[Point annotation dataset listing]
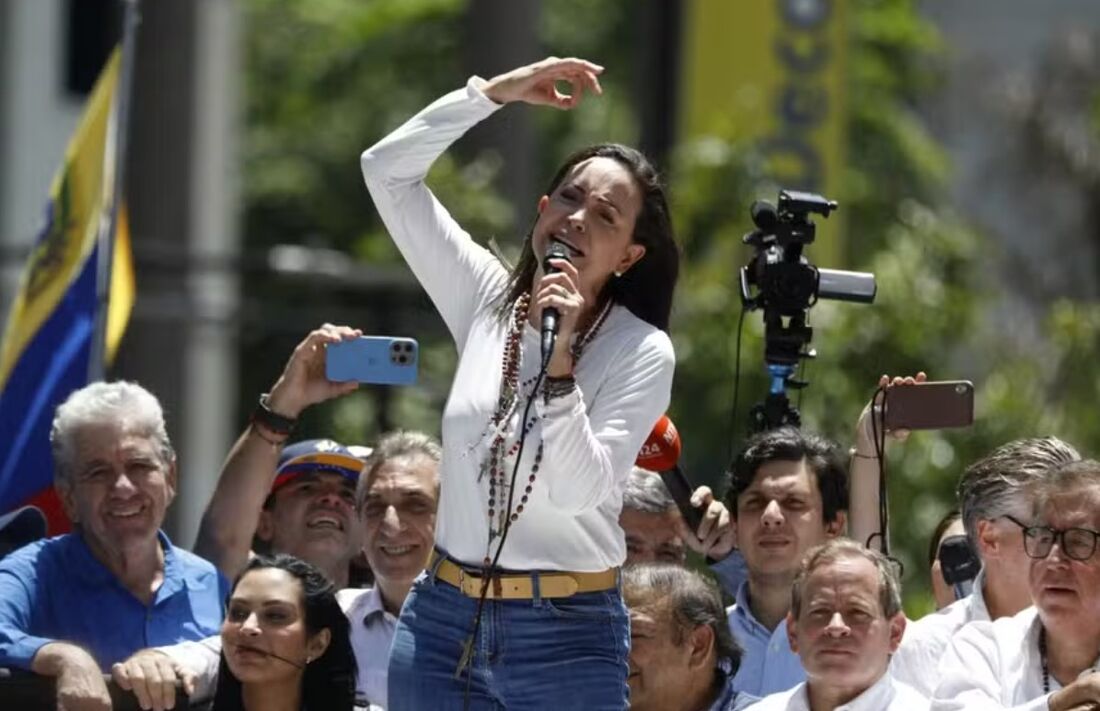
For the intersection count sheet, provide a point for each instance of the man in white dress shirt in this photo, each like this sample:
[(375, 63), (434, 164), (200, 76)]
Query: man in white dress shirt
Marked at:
[(845, 622), (1045, 657), (994, 495), (397, 498)]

### THE REQUEST
Reproduce the listing above word for word, omitting the pictures.

### CORRECT RESPONSE
For the intersection count sheet, provide a point for each instance of the man in white dress shirt in this photo, each like this sample:
[(375, 63), (434, 164), (200, 76)]
Query: man in white dress shirt
Marked at:
[(845, 622), (1045, 657), (994, 495), (397, 498)]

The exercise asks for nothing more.